[begin Data provided]

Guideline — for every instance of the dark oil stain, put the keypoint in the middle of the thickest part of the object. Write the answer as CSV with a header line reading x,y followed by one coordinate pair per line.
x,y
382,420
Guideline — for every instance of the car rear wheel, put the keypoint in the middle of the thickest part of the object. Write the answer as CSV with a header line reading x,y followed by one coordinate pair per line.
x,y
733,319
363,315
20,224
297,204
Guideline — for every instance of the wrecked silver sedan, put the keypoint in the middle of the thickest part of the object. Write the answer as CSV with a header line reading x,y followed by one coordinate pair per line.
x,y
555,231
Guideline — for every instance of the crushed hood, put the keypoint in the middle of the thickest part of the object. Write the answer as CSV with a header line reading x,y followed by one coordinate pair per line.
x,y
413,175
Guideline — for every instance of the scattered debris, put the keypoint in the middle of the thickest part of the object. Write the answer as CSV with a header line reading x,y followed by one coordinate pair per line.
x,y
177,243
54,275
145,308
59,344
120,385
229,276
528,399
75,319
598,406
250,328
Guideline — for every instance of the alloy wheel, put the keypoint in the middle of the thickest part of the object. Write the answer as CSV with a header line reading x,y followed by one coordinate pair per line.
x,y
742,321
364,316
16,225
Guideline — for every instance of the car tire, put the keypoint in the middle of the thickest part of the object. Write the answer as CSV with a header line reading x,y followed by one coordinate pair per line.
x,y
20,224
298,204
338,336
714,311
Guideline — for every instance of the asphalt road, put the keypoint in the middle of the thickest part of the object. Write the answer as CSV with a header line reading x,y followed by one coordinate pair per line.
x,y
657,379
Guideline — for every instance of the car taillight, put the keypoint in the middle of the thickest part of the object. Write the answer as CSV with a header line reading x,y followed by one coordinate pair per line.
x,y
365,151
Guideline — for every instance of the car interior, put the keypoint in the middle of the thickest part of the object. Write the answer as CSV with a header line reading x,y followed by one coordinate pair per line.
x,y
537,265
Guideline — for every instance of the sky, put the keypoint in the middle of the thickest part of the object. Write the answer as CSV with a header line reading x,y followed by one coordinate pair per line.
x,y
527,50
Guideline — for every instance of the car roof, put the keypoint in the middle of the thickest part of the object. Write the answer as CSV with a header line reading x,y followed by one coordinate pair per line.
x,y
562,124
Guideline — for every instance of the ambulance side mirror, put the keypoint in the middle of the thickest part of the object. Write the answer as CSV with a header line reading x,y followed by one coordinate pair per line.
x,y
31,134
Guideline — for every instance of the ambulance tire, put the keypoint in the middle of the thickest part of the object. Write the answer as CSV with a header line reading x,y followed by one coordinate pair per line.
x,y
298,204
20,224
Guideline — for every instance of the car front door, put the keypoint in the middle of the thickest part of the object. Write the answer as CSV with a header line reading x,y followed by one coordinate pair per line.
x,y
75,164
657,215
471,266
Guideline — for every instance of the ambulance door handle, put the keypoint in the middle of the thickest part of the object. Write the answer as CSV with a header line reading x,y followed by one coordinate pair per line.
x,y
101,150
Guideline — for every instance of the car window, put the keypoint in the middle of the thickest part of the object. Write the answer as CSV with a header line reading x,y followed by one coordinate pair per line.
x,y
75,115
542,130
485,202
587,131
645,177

[end Data provided]

* **Problem to solve**:
Each line of the material above must be retyped precisely.

* **Finished task**:
Guideline — for every instance of the dark oil stain, put the keypoint in the middle of the thickest part of the object. Write the answer as CSV with a header line reading x,y followed by one coordinate pair per line.
x,y
382,420
Guideline — for every instance of the car rear wheel, put the keypoint in the middle of the thickest part of the object. Write the answer as CSV with a header line reading x,y followed by one coordinate pair per line.
x,y
733,319
363,315
20,224
297,204
Guideline — for every instance of the wrecked silver sedan, put the keypoint in the middle of the thickest part of the object. Write the answer as CSV with a header line reading x,y followed by one coordinate pair per line.
x,y
555,231
Guideline — for every instance of the crushed hood, put the keypoint in the middle of the thickest part of the object. Write the answer as CSV with a header line reading x,y followed by one coordinate pair per line.
x,y
413,175
Guideline — for every instance of the scattered debris, put the keypoint in the middle of the thickest part of the object. Write the answer as CSV with a header line reading x,y followed by one coordinate pair per line.
x,y
177,243
54,275
145,308
59,344
120,385
229,276
528,399
75,319
598,406
250,328
Guideline — for every instance of the alloy wheel, put the keypoint in the middle of the thickest part of the object. Write the answer as CSV with a header line reading x,y followed by one coordinate pair per line.
x,y
742,321
364,316
16,225
Guideline — for every instance of the car tire, put the keypoint in the middle of the thickest part of the object. Write the answer as CSV with a header line reading x,y followed by one coordinate pair per line.
x,y
20,224
298,204
338,336
714,311
Guideline — for every instance of the asphalt road, put the keypoint in the middle of the thickest part of the object. Write the answer as CSV with a header line reading x,y followed by one coordinate pair per line.
x,y
657,379
Guideline — for every instance of the car taillight, put the keypoint in the middle of the thickest part of the object. Write the answer as CSV with a header line reading x,y followed by one coordinate pair per line.
x,y
365,151
Guideline — for every instance of the car interior, put the keypoint in the middle of the thickest part of the object. Write the answer as CSV with a header line reading x,y followed by one coordinate pair per line.
x,y
537,265
Guideline — for every instance of the sky, put the keypoint in the middle of the thickest part of the object. Write the answer as CSV with a header line reading x,y followed by one coordinate pair per line.
x,y
527,50
Guideline — for every instance of the car roof, put the keypoint in the middle of the thickest part of the object. Write the answer as CSV with a header line reading x,y followed by one coordinate pair per line.
x,y
562,124
Guideline — for every instance of the ambulance side mirror, put the keypoint in the middle of the thickest part of the object. Write the answer as CSV with a header line reading x,y followed by one coordinate pair per line.
x,y
31,134
Guideline — for every instance of the ambulance tire, put the keypoint in the middle of the thickest part of the object. Write the answer as CSV with a header line reading x,y followed by one coordinate pair per line.
x,y
298,204
20,224
Guideline — for every instance of the car front door, put the keypoint in the middle of the thickest part of the object. Write the answer as CSV with a header line reading x,y followed by one coordinate pair per line.
x,y
75,164
657,215
471,266
Guideline — for every instance of the ambulance door handle, put the keypoint in the middle of the thickest part of the object. Write the answer as CSV with a header line reading x,y followed by one coordinate pair per line.
x,y
101,150
Guideline — for every instance of the car window, put the keypoint in the middle of the thickest part of the object. Write the answer as CSV with a header line reading x,y followed by one coordinate pair per line.
x,y
75,115
542,130
485,202
587,131
645,177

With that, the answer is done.